(Records)
-------------------------
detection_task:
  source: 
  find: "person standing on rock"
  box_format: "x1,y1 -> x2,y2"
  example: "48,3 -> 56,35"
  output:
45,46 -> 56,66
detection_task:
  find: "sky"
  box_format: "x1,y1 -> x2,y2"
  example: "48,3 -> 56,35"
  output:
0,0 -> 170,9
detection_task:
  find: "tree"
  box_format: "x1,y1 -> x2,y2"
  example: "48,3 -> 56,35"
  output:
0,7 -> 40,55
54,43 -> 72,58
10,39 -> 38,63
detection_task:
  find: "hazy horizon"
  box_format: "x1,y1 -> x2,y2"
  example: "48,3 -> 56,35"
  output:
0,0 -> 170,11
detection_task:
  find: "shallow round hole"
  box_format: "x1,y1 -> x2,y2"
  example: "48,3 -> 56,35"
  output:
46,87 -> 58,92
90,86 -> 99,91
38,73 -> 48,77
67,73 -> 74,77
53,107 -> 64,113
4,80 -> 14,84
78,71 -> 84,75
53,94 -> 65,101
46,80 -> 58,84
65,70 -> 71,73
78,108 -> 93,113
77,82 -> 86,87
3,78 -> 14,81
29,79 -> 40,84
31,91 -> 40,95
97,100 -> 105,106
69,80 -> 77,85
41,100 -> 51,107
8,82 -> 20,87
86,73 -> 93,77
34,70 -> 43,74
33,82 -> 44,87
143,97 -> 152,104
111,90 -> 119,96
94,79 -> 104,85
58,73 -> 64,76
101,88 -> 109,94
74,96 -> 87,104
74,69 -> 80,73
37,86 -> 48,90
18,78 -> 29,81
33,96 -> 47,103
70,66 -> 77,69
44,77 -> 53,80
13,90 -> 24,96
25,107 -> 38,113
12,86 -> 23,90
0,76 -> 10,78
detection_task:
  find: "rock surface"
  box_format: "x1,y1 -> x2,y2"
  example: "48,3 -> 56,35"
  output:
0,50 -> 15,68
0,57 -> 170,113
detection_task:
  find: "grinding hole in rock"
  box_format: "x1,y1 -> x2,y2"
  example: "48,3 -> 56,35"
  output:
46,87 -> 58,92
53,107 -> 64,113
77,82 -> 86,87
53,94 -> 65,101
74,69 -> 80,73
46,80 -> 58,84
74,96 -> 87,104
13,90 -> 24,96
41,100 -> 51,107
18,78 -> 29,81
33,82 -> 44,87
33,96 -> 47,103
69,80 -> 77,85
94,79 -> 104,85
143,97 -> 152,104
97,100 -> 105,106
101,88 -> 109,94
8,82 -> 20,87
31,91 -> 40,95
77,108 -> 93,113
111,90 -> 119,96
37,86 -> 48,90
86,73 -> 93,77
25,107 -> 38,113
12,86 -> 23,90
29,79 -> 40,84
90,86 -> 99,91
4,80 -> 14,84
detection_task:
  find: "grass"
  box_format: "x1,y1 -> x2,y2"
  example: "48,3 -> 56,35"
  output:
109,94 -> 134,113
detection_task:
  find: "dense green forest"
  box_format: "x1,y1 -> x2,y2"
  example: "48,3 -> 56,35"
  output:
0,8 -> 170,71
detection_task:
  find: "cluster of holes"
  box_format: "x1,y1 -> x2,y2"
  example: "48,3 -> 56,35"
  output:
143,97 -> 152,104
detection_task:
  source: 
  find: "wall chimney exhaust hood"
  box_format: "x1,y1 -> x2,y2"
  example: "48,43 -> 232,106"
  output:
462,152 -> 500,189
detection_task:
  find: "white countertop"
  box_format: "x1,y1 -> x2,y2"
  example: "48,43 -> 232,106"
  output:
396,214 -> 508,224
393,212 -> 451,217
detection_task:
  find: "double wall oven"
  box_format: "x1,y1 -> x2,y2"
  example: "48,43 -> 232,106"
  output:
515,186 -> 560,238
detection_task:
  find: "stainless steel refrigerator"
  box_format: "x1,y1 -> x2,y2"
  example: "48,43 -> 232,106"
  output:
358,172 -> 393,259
-------------------------
Select every line in the records above that contains the string "rock", matching case exactly.

  find: "person standing on rock"
  find: "rock surface"
  find: "grinding hole in rock"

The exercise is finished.